These people have a chance -- the families can get their sisters and daughters and fathers back if they get treatment. But I'll never get my mother back, no matter what.
My mother's personality has changed -- her wit is gone, her edgy brilliance, her competitiveness, her curiosity. She was once warm and interested. Now she flat and indifferent. She's lost to me forever because she has frontotemporal dementia and there's nothing anyone can do about it. She can't do some brain exercises and get better or use marijuana and be able to express love again. The jackass in the White House set stem cell research back years, so there's no hope on that front. The brain cells are just gone, and going still.
FTD is a horror show (I've linked info about it to my signature). You watch someone change into someone else, someone you have a hard time loving even though you've loved her all your life, and you watch her slowly die, and there's nothing you can do about it. You obsess about it and learn the meaning of medical terms your own family doctor doesn't even know and spend nights poring through medical abstracts looking for hope -- especially if it runs in the family, like it does in mine.

# PROBLEM STATEMENT
Please continue the post about a mother's frontotemporal dementia, picking up right after its final sentence. The items that come next have nothing to do with the post about a mother's frontotemporal dementia.

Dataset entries
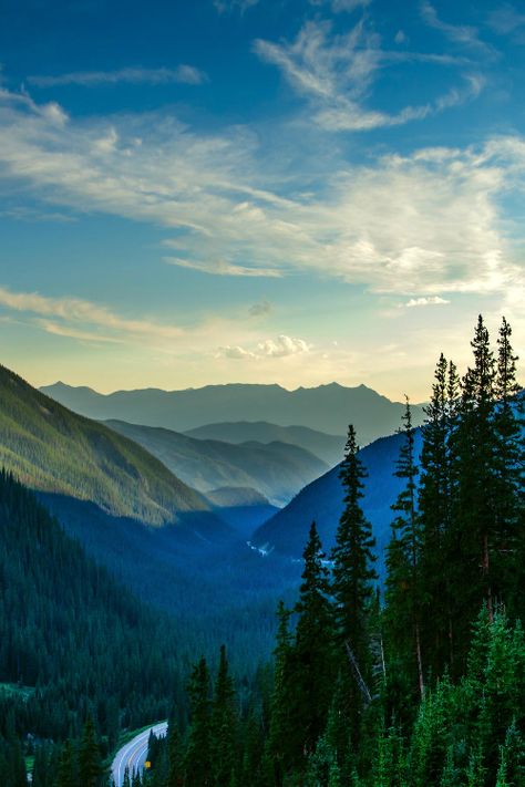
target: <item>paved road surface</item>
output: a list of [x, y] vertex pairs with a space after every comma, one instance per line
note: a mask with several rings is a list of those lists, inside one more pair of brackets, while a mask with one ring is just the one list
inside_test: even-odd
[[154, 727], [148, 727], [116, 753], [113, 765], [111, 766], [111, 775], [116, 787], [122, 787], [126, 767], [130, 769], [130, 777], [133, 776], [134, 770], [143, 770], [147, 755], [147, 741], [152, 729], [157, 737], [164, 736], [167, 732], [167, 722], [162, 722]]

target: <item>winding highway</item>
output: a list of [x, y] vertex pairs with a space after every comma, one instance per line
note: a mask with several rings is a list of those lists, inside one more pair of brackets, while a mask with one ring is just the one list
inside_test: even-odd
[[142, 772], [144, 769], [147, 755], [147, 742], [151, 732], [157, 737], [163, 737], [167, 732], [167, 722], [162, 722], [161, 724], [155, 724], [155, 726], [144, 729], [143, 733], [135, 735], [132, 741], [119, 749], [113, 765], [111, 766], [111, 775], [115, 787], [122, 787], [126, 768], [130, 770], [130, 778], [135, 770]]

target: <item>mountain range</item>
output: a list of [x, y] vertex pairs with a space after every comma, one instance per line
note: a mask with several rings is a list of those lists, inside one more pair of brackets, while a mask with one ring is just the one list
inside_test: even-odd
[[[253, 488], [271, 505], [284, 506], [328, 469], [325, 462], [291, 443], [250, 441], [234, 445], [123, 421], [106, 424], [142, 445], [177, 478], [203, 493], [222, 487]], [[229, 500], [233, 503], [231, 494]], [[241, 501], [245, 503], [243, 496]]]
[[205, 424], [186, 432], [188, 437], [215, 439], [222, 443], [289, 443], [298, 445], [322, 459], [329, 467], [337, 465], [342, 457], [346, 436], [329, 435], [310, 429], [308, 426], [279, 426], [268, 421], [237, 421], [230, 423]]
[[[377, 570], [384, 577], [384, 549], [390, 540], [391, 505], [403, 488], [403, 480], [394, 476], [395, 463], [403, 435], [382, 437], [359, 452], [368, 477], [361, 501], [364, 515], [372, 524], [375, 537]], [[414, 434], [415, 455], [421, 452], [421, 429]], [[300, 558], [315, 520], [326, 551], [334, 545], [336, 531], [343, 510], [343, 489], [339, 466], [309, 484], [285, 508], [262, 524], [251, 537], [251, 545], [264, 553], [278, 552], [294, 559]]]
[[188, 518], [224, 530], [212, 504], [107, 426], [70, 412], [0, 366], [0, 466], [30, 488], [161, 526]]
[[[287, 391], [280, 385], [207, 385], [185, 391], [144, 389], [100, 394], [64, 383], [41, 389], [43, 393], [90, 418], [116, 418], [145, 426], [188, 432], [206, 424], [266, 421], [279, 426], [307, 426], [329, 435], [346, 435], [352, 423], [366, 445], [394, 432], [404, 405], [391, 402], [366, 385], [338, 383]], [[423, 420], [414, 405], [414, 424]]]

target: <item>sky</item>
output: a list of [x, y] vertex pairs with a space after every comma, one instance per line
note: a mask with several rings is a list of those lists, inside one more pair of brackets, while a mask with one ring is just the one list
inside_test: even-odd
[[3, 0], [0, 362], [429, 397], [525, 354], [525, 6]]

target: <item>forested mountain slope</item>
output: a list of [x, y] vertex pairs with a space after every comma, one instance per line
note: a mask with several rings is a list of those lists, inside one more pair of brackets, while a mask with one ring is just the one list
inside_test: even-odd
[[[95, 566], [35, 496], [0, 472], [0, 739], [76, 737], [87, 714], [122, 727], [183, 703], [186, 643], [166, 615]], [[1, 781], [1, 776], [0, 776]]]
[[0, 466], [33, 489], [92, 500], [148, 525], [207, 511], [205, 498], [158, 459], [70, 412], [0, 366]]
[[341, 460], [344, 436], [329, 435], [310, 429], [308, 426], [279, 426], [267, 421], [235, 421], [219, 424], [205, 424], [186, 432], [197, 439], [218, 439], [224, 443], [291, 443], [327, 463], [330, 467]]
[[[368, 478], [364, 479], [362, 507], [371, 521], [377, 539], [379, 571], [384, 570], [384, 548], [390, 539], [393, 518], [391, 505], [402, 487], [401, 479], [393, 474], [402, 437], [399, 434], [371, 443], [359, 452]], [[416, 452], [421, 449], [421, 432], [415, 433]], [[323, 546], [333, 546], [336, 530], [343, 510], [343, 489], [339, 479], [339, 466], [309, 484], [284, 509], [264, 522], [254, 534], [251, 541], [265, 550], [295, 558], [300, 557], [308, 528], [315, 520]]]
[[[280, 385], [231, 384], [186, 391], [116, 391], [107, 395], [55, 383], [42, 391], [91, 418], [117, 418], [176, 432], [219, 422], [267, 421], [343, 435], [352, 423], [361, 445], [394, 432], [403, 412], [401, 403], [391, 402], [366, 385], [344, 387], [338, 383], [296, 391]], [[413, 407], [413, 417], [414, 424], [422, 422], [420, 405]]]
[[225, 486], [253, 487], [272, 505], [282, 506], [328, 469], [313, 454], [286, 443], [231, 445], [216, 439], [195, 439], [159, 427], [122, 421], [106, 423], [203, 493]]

# THE ANSWER
So I cry over the addicts and families in Intervention and my husband understands why and doesn't tease me about it and seeing the ones who succeed makes me rejoice because, for them, there's hope and it's not too late.
And it keeps it all green for me, in case I ever think about escaping from the pain of my mother's slow death via vodka or pills, and it reminds me how useless I would be for my family now if I hadn't been sober for sixteen years.